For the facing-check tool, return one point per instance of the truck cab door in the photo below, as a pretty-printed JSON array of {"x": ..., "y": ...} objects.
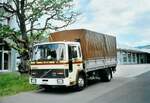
[{"x": 73, "y": 55}]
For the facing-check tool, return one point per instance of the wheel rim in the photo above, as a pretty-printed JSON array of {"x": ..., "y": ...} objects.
[{"x": 81, "y": 82}]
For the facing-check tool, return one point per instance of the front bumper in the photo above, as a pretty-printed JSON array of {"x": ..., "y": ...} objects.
[{"x": 50, "y": 81}]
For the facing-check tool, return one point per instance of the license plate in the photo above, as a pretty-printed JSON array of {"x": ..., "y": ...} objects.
[{"x": 33, "y": 80}]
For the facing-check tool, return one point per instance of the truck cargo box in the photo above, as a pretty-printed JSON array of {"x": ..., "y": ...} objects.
[{"x": 93, "y": 44}]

**Work instructions**
Without the pictures, give back the entries exactly.

**Response for this exercise**
For the facing-check tool, return one point per instance of the truck cab door in the photo below, as a pretty-printed JSON array of {"x": ..., "y": ...} objects.
[{"x": 73, "y": 55}]
For the facing-check tool, return one point per instance of the wheel rim in the photo above, as a pretty-printed JSON array of {"x": ..., "y": ...} objects.
[{"x": 81, "y": 82}]
For the facing-check tool, return one point per instance of the front bumper in the photo above, as a pretty-printed JSON array of {"x": ..., "y": ...} objects.
[{"x": 50, "y": 81}]
For the facing-check tool, return one point per instance of the license plate in the photo above, as a pretty-printed JSON array of {"x": ..., "y": ...} objects.
[{"x": 33, "y": 80}]
For the facing-check tool, return one point per instance of the truck cargo box in the photo above, as a pretty-printed JSON array of {"x": ..., "y": ...} objects.
[{"x": 93, "y": 44}]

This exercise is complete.